[Input for this task]

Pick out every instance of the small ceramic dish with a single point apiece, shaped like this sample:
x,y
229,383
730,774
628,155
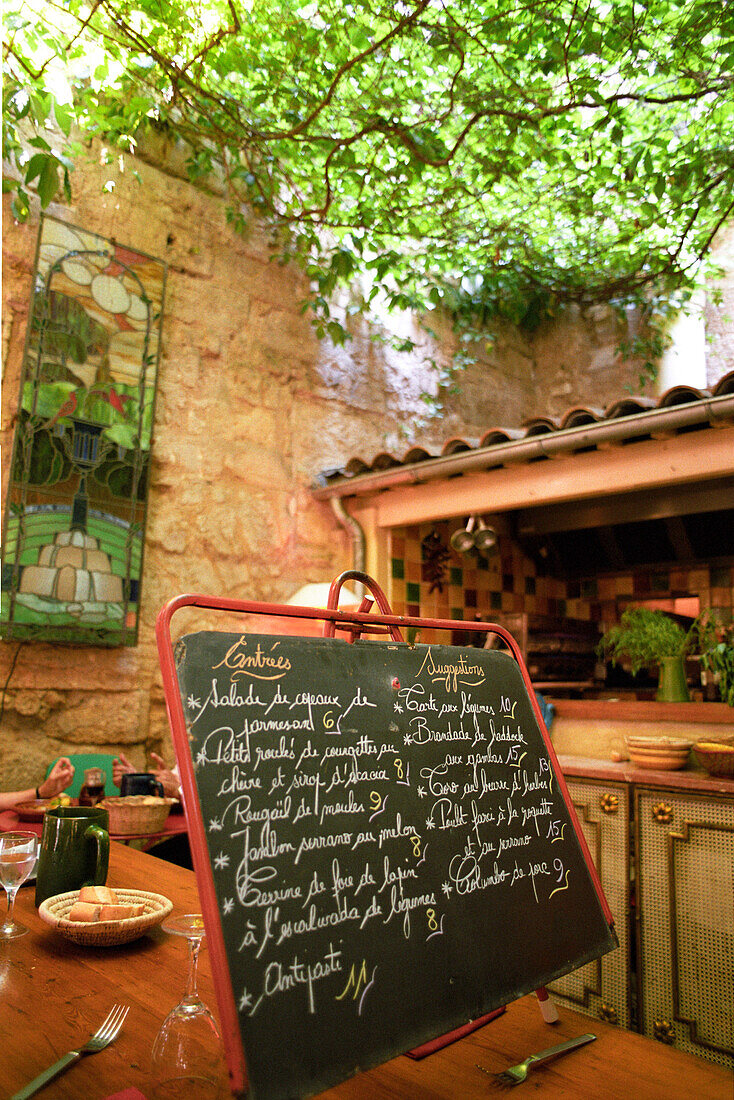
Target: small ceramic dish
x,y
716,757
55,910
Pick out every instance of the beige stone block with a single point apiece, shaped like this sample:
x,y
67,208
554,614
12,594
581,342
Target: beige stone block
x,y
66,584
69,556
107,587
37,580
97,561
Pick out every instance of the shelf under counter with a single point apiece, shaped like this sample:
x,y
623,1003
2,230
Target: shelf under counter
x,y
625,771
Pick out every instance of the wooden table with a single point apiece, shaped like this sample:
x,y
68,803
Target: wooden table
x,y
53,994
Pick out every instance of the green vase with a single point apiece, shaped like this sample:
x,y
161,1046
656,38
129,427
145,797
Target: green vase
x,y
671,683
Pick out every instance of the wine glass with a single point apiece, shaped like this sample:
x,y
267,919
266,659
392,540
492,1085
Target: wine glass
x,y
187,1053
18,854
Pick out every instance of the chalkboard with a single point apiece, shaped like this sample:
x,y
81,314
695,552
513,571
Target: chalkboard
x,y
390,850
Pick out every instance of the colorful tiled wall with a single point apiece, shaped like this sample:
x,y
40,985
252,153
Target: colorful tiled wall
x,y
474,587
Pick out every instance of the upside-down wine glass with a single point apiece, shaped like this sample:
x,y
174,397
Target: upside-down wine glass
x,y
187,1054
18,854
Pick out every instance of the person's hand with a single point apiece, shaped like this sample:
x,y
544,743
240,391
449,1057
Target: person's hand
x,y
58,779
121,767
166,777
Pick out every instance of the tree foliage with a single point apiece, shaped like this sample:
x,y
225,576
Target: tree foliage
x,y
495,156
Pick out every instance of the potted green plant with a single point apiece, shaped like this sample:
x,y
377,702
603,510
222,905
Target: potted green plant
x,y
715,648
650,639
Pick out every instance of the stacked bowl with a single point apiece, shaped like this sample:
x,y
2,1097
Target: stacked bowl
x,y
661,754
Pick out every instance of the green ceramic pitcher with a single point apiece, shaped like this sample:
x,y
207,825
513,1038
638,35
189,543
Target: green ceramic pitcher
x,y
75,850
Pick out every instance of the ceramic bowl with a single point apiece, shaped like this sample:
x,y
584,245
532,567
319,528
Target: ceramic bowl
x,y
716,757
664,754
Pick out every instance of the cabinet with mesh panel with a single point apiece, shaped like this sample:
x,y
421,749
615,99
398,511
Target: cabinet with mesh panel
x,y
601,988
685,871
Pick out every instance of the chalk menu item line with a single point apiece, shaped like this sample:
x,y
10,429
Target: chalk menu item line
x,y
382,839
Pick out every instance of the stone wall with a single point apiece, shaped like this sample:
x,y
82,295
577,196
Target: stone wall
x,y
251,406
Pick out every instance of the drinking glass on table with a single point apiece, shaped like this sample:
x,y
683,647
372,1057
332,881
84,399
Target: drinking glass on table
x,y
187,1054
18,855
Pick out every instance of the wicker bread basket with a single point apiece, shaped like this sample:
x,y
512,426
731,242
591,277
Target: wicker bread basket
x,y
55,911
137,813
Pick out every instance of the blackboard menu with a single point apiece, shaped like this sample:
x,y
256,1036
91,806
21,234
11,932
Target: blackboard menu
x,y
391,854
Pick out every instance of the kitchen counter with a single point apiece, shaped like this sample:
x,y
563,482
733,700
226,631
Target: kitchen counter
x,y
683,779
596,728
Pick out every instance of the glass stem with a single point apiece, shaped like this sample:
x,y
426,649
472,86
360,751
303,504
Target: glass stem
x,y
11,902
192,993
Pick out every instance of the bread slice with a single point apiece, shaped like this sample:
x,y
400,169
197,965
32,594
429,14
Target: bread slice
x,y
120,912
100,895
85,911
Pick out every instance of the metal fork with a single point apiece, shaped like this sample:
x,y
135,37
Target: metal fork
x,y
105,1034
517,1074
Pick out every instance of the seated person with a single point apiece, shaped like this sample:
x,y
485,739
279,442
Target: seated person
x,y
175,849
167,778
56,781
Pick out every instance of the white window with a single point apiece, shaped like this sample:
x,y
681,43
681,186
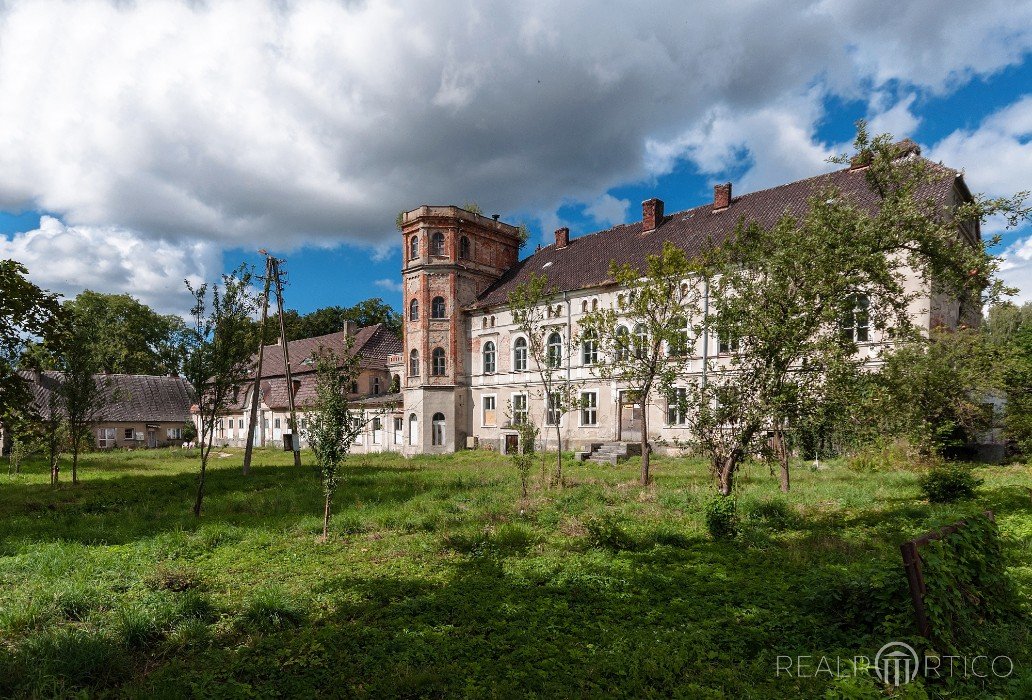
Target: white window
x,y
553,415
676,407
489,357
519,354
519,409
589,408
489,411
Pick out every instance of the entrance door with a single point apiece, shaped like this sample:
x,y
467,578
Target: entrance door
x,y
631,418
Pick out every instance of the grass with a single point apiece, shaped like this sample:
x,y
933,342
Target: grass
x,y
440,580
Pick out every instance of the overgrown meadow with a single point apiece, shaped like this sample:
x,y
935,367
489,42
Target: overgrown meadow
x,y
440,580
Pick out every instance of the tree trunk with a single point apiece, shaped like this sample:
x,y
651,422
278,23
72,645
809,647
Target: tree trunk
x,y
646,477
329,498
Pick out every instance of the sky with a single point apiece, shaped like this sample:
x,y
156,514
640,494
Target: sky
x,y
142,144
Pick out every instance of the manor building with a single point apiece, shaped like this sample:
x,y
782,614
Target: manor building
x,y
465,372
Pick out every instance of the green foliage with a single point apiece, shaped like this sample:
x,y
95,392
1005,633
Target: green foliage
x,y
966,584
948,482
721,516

[/Input for this task]
[Input for this task]

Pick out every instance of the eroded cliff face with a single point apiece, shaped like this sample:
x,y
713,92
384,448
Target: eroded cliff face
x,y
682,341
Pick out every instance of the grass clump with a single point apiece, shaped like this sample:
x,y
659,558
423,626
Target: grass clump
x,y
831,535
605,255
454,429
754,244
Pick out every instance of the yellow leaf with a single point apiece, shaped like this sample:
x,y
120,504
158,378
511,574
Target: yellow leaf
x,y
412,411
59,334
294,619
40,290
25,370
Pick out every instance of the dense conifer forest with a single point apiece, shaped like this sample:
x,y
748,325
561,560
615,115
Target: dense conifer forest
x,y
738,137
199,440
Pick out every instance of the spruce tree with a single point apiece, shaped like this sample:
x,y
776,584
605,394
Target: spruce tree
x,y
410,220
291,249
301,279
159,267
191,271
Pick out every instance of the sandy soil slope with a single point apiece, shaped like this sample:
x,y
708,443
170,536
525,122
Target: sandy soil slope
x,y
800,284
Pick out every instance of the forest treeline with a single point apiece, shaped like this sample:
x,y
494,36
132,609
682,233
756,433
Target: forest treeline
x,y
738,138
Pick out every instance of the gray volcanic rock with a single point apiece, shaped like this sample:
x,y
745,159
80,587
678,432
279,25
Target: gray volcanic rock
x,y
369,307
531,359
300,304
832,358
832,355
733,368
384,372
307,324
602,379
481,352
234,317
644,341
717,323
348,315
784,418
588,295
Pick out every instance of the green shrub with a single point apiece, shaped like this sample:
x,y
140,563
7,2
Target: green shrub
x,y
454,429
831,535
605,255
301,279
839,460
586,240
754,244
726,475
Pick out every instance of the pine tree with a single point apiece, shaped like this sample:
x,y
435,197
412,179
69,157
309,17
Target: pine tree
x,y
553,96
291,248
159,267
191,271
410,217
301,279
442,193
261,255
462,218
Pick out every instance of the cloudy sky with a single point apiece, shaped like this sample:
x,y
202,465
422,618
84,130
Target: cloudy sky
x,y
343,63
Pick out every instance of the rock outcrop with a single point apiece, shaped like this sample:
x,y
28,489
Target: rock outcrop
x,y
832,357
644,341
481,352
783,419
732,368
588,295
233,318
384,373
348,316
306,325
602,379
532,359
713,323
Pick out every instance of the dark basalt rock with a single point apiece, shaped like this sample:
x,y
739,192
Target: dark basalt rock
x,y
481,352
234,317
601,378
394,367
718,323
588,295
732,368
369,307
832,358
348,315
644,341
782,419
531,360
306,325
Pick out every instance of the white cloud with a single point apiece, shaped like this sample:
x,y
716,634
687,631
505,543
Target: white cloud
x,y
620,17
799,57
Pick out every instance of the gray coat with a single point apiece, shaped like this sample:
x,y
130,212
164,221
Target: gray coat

[/Input for this task]
[Input for this task]

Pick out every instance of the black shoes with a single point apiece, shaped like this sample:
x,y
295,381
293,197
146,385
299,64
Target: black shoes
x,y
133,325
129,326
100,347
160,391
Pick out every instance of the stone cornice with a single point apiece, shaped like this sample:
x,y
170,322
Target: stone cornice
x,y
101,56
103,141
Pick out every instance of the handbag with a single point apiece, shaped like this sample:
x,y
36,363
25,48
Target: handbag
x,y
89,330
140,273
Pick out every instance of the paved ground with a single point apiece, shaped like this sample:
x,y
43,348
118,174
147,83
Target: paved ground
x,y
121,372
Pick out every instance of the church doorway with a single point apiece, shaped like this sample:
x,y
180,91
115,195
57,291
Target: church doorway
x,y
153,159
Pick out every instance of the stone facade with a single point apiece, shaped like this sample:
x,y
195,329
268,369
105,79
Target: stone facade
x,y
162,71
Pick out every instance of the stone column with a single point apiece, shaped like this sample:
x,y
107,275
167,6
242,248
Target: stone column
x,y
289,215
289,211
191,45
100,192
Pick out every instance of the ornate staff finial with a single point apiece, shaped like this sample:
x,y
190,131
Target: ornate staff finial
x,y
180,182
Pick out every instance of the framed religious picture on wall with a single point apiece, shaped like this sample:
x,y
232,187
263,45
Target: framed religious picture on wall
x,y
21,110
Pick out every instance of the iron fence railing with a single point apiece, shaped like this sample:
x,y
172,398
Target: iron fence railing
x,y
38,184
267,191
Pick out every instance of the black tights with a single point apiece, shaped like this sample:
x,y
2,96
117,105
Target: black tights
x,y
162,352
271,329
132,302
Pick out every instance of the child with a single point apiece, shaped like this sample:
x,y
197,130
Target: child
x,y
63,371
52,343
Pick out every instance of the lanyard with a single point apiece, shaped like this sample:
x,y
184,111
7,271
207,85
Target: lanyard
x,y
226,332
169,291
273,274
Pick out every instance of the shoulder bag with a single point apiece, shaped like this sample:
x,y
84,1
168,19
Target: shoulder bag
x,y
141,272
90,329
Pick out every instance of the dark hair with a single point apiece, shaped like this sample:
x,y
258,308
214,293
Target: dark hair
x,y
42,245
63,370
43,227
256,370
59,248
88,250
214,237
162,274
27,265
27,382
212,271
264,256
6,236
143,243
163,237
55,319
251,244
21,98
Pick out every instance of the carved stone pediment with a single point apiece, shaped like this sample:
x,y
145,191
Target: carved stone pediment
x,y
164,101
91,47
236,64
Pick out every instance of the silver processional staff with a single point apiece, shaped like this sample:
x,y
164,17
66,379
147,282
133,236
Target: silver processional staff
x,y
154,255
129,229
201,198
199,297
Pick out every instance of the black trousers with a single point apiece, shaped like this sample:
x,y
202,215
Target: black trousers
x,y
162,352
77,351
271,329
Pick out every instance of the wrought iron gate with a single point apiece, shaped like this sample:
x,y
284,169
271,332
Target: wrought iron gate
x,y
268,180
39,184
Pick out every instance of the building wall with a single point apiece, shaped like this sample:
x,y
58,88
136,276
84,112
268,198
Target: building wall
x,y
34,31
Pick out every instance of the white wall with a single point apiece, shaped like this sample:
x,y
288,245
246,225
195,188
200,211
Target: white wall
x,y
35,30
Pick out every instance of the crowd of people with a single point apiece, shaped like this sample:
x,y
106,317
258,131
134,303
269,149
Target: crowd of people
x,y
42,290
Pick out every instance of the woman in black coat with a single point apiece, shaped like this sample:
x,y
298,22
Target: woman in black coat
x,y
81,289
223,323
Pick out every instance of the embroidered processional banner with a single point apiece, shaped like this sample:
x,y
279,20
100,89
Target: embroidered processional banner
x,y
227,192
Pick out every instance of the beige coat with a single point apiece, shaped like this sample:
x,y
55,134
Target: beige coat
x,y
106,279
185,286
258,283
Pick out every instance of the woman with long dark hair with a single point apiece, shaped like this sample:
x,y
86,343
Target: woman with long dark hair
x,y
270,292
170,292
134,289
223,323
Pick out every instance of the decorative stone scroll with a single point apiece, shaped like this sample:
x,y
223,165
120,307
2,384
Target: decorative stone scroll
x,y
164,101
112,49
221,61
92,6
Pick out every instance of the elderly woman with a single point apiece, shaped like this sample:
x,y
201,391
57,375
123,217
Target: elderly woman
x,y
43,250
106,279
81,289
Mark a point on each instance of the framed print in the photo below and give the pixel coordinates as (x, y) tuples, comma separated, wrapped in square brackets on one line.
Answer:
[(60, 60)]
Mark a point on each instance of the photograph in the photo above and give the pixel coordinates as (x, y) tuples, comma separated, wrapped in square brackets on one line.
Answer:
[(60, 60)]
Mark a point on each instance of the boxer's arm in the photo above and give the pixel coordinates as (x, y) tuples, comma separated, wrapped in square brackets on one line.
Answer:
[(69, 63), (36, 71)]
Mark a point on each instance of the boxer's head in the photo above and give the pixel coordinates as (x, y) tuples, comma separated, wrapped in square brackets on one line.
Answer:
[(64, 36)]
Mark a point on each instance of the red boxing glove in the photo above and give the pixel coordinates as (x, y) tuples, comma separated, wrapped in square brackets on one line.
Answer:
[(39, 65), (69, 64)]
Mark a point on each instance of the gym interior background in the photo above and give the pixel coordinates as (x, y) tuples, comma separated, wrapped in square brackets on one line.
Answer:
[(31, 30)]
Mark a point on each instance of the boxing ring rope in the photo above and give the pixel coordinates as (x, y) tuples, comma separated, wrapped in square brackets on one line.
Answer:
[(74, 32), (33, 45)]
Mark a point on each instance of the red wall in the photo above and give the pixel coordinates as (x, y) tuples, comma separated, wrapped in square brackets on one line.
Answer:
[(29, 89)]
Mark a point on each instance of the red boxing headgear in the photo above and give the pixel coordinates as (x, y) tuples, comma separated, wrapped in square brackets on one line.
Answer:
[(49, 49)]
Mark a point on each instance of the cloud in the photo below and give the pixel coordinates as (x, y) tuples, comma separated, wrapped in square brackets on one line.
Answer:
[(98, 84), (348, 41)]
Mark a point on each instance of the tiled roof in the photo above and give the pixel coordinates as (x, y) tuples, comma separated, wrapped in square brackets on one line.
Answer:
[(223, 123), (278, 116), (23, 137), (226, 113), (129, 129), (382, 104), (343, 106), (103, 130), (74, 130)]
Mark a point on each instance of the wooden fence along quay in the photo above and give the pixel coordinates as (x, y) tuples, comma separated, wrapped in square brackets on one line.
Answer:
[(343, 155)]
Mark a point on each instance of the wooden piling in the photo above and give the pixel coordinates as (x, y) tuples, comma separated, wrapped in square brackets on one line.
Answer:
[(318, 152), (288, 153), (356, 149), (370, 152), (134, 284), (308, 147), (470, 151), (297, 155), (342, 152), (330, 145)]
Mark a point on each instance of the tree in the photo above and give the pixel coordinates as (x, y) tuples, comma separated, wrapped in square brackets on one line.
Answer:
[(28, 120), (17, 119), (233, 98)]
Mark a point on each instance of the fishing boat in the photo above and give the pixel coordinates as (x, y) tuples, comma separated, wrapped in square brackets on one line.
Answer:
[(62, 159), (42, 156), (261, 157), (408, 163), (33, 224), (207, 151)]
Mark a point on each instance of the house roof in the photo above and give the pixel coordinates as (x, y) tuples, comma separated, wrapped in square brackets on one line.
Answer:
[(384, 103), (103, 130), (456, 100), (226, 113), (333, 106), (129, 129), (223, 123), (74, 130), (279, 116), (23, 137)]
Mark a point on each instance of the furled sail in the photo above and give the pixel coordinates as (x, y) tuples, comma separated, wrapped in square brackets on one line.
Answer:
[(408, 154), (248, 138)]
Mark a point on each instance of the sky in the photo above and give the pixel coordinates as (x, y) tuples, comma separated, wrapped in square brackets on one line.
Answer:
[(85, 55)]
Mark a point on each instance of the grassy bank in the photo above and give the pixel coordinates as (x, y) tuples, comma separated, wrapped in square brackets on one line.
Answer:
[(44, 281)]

[/Input for this task]

Exercise directions:
Look through the entries, and return every line that the word "roof" appears in.

Solution to the problem:
Mark a point on each instance of the tiled roof in the photo above and give the pixel coordinates as (x, y) tuples, comma separated, wrapped in square brackets on one line.
Mark a point on each instance of the house roof in the photo above and give the pixel coordinates as (x, y) tuples, comma separated, wrapped in square brackets on one line.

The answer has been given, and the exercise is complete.